What to work on
Every word of the data below has to be copied faithfully.

=== Working data ===

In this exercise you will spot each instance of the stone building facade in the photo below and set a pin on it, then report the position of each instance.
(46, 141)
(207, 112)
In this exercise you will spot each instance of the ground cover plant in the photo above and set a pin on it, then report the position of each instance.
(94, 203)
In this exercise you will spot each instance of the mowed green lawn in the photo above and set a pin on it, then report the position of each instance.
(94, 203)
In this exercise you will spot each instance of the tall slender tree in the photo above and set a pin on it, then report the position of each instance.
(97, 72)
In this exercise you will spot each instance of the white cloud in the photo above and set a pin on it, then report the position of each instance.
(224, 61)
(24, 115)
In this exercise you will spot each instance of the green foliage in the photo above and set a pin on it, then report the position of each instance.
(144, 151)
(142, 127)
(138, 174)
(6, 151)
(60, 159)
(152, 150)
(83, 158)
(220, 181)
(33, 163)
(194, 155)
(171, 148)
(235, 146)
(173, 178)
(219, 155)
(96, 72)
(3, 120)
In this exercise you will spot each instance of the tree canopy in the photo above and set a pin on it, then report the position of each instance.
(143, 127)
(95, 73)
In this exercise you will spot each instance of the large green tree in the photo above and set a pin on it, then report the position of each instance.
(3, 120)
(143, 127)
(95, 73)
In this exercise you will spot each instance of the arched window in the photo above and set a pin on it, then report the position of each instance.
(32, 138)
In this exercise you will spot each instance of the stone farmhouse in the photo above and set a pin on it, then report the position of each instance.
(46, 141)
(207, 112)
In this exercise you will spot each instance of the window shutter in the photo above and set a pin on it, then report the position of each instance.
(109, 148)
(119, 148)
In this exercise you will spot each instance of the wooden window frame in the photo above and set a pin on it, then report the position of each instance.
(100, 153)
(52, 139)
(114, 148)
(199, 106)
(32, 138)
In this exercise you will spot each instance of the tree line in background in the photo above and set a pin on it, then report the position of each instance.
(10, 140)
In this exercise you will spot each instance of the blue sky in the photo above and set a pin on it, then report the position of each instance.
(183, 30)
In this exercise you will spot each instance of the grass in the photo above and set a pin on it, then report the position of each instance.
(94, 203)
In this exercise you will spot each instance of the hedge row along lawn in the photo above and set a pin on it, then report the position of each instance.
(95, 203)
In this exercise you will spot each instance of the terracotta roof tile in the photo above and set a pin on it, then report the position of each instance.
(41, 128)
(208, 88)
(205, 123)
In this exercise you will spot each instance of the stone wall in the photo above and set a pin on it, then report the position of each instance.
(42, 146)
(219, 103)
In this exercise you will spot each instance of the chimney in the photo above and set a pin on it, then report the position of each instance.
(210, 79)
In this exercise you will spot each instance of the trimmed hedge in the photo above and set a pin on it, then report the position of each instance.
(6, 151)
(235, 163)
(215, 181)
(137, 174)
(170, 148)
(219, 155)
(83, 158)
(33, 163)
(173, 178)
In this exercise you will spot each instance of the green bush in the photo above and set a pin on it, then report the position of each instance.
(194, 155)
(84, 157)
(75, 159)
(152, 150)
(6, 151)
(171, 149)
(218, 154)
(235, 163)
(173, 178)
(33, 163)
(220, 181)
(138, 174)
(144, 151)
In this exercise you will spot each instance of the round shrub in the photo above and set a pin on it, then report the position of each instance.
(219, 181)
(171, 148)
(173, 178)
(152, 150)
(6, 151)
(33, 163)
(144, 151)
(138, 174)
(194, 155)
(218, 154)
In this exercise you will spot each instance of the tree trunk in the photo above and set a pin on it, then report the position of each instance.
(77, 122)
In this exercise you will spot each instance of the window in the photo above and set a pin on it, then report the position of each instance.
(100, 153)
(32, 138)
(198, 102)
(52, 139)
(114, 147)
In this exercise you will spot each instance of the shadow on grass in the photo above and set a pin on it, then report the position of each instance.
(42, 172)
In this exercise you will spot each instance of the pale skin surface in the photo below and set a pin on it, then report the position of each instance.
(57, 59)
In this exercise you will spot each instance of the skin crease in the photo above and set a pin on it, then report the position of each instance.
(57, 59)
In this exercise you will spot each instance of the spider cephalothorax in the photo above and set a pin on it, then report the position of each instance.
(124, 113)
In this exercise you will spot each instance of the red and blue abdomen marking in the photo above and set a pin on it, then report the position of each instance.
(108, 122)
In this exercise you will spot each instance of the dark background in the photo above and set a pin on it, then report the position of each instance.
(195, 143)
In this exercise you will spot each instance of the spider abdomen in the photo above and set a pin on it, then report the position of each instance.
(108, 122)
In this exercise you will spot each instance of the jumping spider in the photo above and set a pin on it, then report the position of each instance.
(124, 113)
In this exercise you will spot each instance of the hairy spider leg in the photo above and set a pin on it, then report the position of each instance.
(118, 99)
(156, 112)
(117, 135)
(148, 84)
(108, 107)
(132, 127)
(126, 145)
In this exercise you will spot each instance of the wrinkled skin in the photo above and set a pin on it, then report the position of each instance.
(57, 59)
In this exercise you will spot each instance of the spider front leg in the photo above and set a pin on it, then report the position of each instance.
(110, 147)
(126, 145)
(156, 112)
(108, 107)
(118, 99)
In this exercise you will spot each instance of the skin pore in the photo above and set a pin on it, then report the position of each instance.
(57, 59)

===

Answer area
In this exercise you will spot each instance of the stone building facade in the photo below and set a pin on it, then report the position of each instance.
(46, 141)
(207, 112)
In this exercise you will spot each instance of the ground cover plant in the photo above and set a pin on it, then report the position of each instance.
(94, 203)
In this exercise you will spot each instance of the mowed green lawn in the photo above and set a pin on it, then report the position of each instance.
(94, 203)
In this exercise you will spot each instance of the tall slender tree in the photo above and set a pin on it, then report the position of each instance.
(97, 72)
In this exercise you will spot each instance of the white cloud in the photo above and set a pin on it, then report the position of each instance.
(224, 61)
(24, 115)
In this exercise you will spot each instance of the green foliage in the photo above and set a pin on it, then report the position of each instance.
(144, 151)
(142, 127)
(138, 174)
(6, 151)
(60, 159)
(152, 150)
(83, 158)
(220, 181)
(33, 163)
(194, 155)
(171, 148)
(235, 146)
(173, 178)
(219, 155)
(96, 72)
(3, 120)
In this exercise you will spot each instance of the tree canopy in the photo above and set a pin on it, then report the position of each instance.
(143, 127)
(95, 73)
In this exercise you will spot each instance of the large green tree in the photo above and set a pin on it, then report the position of each instance.
(3, 120)
(143, 127)
(95, 73)
In this exercise you will spot each instance of the arched window in the photo above and set a pin on it, then report the position of each instance.
(32, 138)
In this exercise you will spot each instance of the stone farmhouse in the photo above and set a pin on it, then report the position of each instance.
(46, 141)
(207, 112)
In this exercise you will spot each instance of the window shutter in the photo above and set a pin on it, then report the position of each instance.
(109, 148)
(119, 148)
In this exercise you will spot each instance of the wooden window frame in the photo above and set a pin on it, then report the position of each instance.
(100, 153)
(52, 139)
(114, 148)
(199, 106)
(32, 138)
In this exercise you will spot each instance of the tree line in background in the photo above and set a pin on it, then report the position of each instance.
(10, 140)
In this exercise you will spot each instance of the blue sky in the photo above and set a pin on it, then report the position of each instance.
(183, 30)
In this exercise you will spot each instance of the grass in the photo above and set a pin on it, then report the position of each instance.
(94, 203)
In this exercise you will spot each instance of the hedge row along lawn in the photo above and set a pin on it, then report the position of each instance.
(95, 203)
In this exercise you will spot each instance of the terracotta roof tile in the photo above and set a pin on it, then report the position of each instance.
(41, 128)
(208, 88)
(205, 123)
In this exercise you will spot each instance of the stone wall in the photo above and set a pin on it, then report the position of each instance.
(42, 146)
(219, 103)
In this exercise you will spot each instance of the chimney in the photo above and set a pin on it, then report the position of each instance.
(210, 79)
In this exercise you will spot each instance of the trimmed hedge in the photo above and set a pin on it, then report the position of each instance.
(6, 151)
(235, 163)
(215, 181)
(137, 174)
(170, 148)
(219, 155)
(83, 158)
(33, 163)
(173, 178)
In this exercise you will spot each instance of the green bush in the photo above and set a pin on it, then report the position of each instance.
(194, 155)
(84, 157)
(75, 159)
(152, 150)
(6, 151)
(171, 149)
(218, 154)
(235, 163)
(173, 178)
(33, 163)
(220, 181)
(138, 174)
(144, 151)
In this exercise you will spot each instance of the round shrub in the photo above and set a pin on it, then report the position of each instance.
(219, 181)
(171, 148)
(173, 178)
(152, 150)
(6, 151)
(33, 163)
(144, 151)
(138, 174)
(194, 155)
(218, 154)
In this exercise you will spot each instance of the tree trunk in the photo above and set a pin on it, then report the position of each instance.
(77, 122)
In this exercise you will spot each instance of the window in the photo above and set a pin on it, then report the position of each instance.
(100, 153)
(32, 138)
(198, 102)
(52, 139)
(114, 147)
In this exercise you will spot each instance of the shadow on grass in the photo above and set a pin on it, then report the position of each instance.
(42, 172)
In this exercise you will spot each instance of the pale skin surface in the photo below and set a pin on it, then report the position of each instance.
(57, 59)
In this exercise you will spot each instance of the skin crease in the photo above and set a pin on it, then report the position of each instance.
(57, 59)
In this exercise you will spot each instance of the spider cephalothorax in the photo above and set a pin on it, then report the position of each instance.
(124, 113)
In this exercise you will spot each instance of the red and blue abdomen marking in the photo above and set a pin on it, then report the position of each instance.
(108, 122)
In this exercise you will spot each instance of the dark background in the photo above and set a pin on it, then report the position of each instance.
(195, 143)
In this exercise you will spot each instance of the spider abdomen in the photo above and set a pin on it, then report the position of each instance.
(108, 122)
In this exercise you will spot each instance of the jumping spider in the photo above and set a pin on it, then report the position of each instance.
(124, 113)
In this exercise you will spot each instance of the hairy spider leg in the photo above and set a pin on it, then report the position of each instance.
(118, 99)
(156, 112)
(117, 135)
(148, 84)
(108, 107)
(132, 127)
(126, 145)
In this exercise you will spot each instance of the wrinkled skin in the photo above and set a pin on it, then report the position of each instance.
(57, 59)
In this exercise you will spot each instance of the spider front leg in the photo above and set a pin on it, then report the position of each instance.
(110, 147)
(126, 145)
(156, 112)
(108, 107)
(118, 99)
In this exercise you will spot each instance of the skin pore in the photo above and set a pin on it, then report the position of each instance.
(57, 59)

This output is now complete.